Records from a dataset

==*==

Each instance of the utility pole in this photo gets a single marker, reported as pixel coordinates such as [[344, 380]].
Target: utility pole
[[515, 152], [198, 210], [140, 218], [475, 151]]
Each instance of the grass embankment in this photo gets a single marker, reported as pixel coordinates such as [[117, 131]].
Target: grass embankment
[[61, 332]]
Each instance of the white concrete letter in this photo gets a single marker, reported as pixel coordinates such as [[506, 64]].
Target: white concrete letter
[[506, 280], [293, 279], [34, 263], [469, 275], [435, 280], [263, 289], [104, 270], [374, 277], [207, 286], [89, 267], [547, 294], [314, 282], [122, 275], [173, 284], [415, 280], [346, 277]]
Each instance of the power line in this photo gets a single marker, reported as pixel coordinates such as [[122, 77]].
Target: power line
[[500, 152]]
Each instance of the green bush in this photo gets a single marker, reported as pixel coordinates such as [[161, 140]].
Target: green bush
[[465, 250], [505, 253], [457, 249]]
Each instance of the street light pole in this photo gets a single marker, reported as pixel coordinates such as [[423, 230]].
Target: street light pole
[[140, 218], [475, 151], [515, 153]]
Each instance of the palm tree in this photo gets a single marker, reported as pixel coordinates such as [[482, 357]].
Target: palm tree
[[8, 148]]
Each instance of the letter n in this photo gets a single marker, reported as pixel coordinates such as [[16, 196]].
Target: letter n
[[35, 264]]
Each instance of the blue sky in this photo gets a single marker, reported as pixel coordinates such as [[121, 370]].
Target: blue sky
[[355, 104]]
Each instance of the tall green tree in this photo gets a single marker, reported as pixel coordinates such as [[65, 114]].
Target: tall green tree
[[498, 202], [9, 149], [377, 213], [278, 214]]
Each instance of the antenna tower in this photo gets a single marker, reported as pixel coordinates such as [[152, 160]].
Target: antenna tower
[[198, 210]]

==*==

• Task item: The records need to be reproduced in their entirety, word for word.

• Problem solution:
Each instance of the utility pole in this photo gets a single marker, reported as pixel coordinates such as [[344, 380]].
Target: utility pole
[[515, 152], [198, 210], [140, 218], [475, 151]]
Each instance of the grass embankment in this photo gets a single marker, reported as pixel coordinates such as [[117, 131]].
Target: grass embankment
[[61, 332]]
Each instance of the white concrete letter in this photo gets a single marker, reported as pixel coordinates such as [[506, 64]].
Target: white concrete letter
[[506, 280], [293, 279], [34, 263], [469, 275], [435, 280], [263, 289], [104, 270], [374, 277], [207, 286], [89, 267], [547, 294], [314, 282], [122, 275], [173, 284], [415, 280], [346, 277]]
Each instance of the power line in this photo gets a single marker, reported as pixel coordinates such as [[122, 77]].
Target: power line
[[500, 152]]
Each instance of the green bush in this photo gets a single marker, reported as pixel coordinates such as [[161, 140]].
Target: green bush
[[465, 250], [505, 253], [457, 249]]
Each instance of the street light pole in this photo gets a single marker, reported as pixel coordinates such as [[423, 230]].
Target: street light pole
[[140, 218], [475, 151], [515, 153]]
Each instance of the palm tree in this photo gets a single marker, reported as pixel coordinates such as [[482, 357]].
Target: palm tree
[[8, 148]]
Each instance of the letter n in this photo gets a single marker, reported as pixel coordinates such as [[16, 196]].
Target: letter n
[[35, 264]]
Each instance of the blue sky in this photo gets a single marker, reported as pixel coordinates such as [[121, 370]].
Target: blue sky
[[355, 104]]
Each instance of the tall green tree in this photo gets a single marker, reported as pixel coordinates such as [[65, 114]].
Target: tall green tree
[[498, 202], [9, 149], [377, 213], [278, 214]]
Each instance of the antenna tower in this photo gets a single marker, reported as pixel coordinates such as [[152, 160]].
Target: antenna tower
[[198, 210]]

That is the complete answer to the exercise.